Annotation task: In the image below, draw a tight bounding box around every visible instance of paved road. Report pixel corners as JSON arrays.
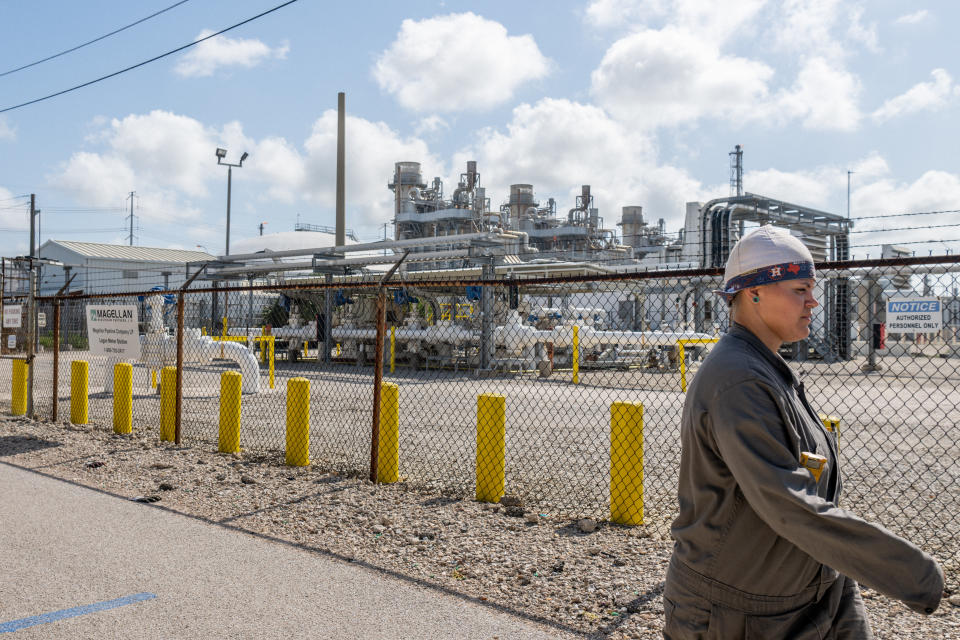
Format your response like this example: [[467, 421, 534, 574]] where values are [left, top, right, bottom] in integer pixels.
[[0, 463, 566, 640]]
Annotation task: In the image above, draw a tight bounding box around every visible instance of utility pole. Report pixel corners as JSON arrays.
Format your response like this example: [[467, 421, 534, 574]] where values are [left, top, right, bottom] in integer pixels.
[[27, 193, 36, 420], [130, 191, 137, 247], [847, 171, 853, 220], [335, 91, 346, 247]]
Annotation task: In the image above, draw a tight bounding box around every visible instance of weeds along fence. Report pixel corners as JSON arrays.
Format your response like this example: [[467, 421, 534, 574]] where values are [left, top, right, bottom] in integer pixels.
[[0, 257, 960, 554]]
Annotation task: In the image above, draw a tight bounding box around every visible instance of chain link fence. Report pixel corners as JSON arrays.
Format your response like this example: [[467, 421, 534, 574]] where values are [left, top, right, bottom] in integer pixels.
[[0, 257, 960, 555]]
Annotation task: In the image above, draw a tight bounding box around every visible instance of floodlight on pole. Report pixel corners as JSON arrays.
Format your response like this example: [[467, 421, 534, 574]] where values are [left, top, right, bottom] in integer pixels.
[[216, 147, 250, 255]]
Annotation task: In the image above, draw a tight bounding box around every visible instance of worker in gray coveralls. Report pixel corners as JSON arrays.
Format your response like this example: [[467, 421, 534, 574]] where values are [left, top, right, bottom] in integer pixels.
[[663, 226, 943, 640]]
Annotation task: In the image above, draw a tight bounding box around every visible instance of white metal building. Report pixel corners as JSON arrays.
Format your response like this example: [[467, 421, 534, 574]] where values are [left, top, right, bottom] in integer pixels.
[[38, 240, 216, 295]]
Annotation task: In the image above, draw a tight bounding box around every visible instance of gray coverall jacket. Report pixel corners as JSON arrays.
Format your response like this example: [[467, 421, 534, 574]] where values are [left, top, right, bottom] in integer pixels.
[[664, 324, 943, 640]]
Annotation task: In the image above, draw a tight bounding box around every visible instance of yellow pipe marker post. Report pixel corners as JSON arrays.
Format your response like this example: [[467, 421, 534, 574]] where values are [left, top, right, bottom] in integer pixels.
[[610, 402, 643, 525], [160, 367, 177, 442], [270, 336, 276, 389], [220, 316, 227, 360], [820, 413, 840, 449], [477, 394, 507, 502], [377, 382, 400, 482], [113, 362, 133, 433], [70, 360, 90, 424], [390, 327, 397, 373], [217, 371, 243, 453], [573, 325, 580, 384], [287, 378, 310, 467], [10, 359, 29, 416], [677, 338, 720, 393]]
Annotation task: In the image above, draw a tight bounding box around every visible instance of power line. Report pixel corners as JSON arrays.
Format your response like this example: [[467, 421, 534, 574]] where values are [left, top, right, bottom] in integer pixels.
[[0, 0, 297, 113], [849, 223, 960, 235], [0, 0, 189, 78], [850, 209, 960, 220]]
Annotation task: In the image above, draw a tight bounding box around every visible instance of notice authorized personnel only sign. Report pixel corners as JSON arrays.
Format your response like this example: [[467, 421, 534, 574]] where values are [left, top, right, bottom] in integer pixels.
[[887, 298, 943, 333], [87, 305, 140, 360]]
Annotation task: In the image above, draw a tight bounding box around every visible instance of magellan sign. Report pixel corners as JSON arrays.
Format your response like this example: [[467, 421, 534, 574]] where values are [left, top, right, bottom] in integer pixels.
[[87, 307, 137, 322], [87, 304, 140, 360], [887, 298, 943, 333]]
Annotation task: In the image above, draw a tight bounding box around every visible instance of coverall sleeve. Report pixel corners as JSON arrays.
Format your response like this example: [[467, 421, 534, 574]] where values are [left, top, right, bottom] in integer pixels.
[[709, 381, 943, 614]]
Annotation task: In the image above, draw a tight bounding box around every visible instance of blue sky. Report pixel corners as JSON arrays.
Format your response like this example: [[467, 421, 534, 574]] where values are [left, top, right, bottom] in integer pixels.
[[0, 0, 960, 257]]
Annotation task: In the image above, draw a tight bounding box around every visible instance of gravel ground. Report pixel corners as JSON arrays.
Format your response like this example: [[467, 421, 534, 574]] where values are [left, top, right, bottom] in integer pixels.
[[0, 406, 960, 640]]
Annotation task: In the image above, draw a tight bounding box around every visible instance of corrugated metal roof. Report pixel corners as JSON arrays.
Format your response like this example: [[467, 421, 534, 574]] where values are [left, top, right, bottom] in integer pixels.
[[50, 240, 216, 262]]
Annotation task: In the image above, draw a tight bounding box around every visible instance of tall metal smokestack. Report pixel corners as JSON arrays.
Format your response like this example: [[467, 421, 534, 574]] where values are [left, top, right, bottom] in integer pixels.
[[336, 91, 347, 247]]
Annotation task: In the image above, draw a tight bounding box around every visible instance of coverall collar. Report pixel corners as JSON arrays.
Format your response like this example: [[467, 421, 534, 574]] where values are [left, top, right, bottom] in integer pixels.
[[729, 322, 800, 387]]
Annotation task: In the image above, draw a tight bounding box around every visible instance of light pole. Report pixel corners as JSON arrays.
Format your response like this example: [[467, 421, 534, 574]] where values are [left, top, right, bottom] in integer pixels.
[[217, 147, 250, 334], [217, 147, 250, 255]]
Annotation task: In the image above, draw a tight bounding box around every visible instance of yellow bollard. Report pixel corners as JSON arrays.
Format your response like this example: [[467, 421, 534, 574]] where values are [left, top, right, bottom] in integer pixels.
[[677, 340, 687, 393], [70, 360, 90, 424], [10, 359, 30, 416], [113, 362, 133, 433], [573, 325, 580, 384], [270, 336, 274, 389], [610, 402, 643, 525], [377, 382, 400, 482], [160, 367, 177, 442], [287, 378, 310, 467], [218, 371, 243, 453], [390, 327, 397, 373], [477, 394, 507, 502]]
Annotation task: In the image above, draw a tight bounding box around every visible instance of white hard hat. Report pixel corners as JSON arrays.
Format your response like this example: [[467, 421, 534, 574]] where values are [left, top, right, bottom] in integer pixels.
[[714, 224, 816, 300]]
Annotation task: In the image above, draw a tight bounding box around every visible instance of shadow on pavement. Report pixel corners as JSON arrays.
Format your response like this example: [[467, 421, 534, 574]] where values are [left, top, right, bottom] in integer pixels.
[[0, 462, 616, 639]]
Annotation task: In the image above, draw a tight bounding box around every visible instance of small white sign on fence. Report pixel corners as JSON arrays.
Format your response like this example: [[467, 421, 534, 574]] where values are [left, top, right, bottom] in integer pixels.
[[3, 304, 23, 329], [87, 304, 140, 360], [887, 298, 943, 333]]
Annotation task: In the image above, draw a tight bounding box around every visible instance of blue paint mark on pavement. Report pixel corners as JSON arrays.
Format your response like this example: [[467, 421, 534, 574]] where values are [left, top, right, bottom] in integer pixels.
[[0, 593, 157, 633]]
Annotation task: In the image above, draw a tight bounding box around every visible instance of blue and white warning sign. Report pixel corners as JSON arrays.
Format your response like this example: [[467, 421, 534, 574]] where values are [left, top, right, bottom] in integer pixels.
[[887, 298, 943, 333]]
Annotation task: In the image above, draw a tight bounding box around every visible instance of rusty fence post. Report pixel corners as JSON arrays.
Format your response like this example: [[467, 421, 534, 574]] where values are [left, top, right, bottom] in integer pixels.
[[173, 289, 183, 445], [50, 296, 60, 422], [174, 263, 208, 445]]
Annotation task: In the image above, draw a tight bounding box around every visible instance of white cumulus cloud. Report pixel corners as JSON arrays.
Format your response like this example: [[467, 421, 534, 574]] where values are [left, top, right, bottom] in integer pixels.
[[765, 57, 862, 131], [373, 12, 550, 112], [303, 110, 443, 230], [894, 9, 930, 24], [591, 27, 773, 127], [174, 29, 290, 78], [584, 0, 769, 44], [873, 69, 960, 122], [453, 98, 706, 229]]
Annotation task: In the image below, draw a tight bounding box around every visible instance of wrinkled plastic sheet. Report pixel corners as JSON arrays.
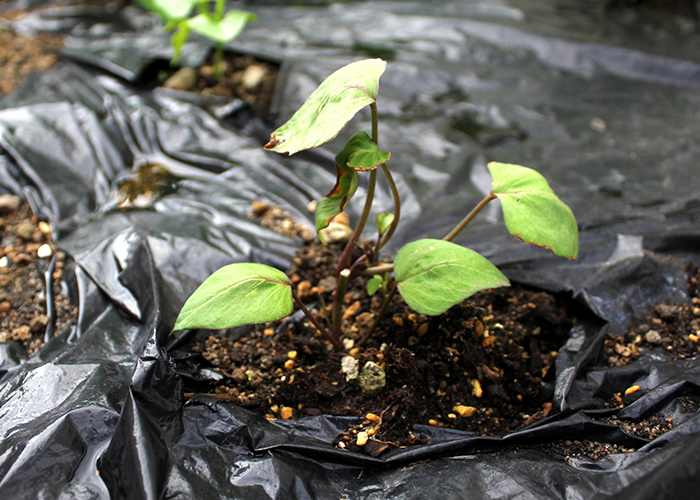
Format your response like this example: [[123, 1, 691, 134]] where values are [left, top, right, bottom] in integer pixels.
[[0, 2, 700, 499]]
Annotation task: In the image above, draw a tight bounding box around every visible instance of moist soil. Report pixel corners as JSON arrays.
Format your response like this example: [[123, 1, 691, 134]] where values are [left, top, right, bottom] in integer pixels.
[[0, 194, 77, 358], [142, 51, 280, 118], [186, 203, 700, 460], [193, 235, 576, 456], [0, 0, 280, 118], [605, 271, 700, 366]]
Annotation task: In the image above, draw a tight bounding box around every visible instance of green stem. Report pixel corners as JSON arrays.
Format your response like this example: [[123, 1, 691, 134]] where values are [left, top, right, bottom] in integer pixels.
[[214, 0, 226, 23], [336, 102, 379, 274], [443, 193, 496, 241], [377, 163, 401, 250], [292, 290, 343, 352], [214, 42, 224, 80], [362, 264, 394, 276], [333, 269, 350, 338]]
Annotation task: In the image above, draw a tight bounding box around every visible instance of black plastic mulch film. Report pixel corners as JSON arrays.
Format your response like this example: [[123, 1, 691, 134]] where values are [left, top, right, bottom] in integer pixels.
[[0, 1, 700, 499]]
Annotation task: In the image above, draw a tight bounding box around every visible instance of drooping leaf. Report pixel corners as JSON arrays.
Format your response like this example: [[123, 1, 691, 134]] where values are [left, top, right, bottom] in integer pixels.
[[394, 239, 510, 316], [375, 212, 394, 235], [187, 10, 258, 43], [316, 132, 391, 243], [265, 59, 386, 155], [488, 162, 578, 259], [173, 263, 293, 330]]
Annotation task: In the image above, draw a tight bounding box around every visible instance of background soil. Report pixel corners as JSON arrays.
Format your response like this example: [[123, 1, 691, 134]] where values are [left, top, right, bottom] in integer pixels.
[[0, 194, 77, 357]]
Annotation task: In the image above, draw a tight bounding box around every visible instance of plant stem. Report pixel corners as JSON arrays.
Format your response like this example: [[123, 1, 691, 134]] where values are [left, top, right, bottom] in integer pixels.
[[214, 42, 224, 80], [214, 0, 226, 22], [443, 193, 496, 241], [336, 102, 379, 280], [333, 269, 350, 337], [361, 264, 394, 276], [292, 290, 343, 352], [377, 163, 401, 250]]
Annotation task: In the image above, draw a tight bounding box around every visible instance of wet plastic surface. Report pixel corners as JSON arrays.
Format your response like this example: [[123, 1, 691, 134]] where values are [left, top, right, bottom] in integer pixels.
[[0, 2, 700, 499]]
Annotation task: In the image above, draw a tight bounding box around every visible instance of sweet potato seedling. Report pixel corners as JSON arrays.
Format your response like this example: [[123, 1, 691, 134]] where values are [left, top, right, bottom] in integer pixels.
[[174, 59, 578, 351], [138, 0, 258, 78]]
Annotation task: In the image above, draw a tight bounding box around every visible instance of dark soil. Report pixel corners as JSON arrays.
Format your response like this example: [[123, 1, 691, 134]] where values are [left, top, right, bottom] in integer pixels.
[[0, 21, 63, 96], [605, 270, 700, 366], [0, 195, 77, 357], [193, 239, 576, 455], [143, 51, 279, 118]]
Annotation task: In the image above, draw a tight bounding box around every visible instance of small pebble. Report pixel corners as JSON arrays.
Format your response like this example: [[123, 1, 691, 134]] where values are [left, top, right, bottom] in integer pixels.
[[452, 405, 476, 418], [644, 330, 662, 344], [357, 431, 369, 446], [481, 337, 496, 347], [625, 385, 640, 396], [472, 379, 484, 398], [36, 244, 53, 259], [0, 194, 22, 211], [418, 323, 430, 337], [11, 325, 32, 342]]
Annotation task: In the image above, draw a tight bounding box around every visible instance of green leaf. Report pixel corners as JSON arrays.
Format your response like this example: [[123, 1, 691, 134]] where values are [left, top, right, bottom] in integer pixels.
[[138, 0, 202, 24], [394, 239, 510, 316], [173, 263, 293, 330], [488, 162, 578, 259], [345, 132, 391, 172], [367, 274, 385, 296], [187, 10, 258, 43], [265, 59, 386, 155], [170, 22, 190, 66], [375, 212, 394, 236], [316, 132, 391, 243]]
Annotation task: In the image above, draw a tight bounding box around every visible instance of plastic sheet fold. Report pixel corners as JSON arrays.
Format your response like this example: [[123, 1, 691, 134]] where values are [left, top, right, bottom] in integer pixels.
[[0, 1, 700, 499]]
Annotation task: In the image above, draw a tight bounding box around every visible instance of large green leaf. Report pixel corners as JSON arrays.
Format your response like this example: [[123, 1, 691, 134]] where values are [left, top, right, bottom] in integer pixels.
┄┄┄┄┄┄┄┄┄┄┄┄┄┄┄┄┄┄┄┄
• **GIVEN REQUEST**
Rewrite the entries starting at the line with "cloud. Report pixel corners as JSON arrays." and ending after the line with "271, 700, 366]]", swapping "moist soil" for "damp soil" and changing nothing else. Leave out the pictures.

• **FINISHED ANSWER**
Annotation task: In the image above, draw a tight bounding box around every visible instance of white cumulus cloud. Report pixel corners as JSON arrays.
Format your response like this example: [[467, 421, 534, 574]] where values are [left, top, right, bottom] in integer pixels.
[[765, 57, 862, 131], [373, 12, 550, 112], [303, 110, 443, 230], [894, 9, 930, 24], [591, 27, 773, 127], [174, 29, 290, 78], [584, 0, 769, 44], [873, 69, 960, 122], [453, 98, 706, 229]]
Annotation task: In the image below, draw a tight bounding box around every visible instance of wrinkled plastic sheet. Report pixel corners as JSON arrays.
Format your response like this example: [[123, 1, 691, 134]] where values are [left, top, right, bottom] in integer pixels.
[[0, 2, 700, 499]]
Annotation task: In the image above, draw a tight bounding box around every visible instance of damp soil. Report pixel corners as JSON arrays.
Format your response like this example: [[123, 1, 691, 134]] where values are [left, top, right, bottom] in integer pixels.
[[0, 194, 77, 358], [142, 51, 280, 118], [186, 203, 700, 460], [193, 235, 576, 456], [0, 0, 280, 118], [605, 271, 700, 366]]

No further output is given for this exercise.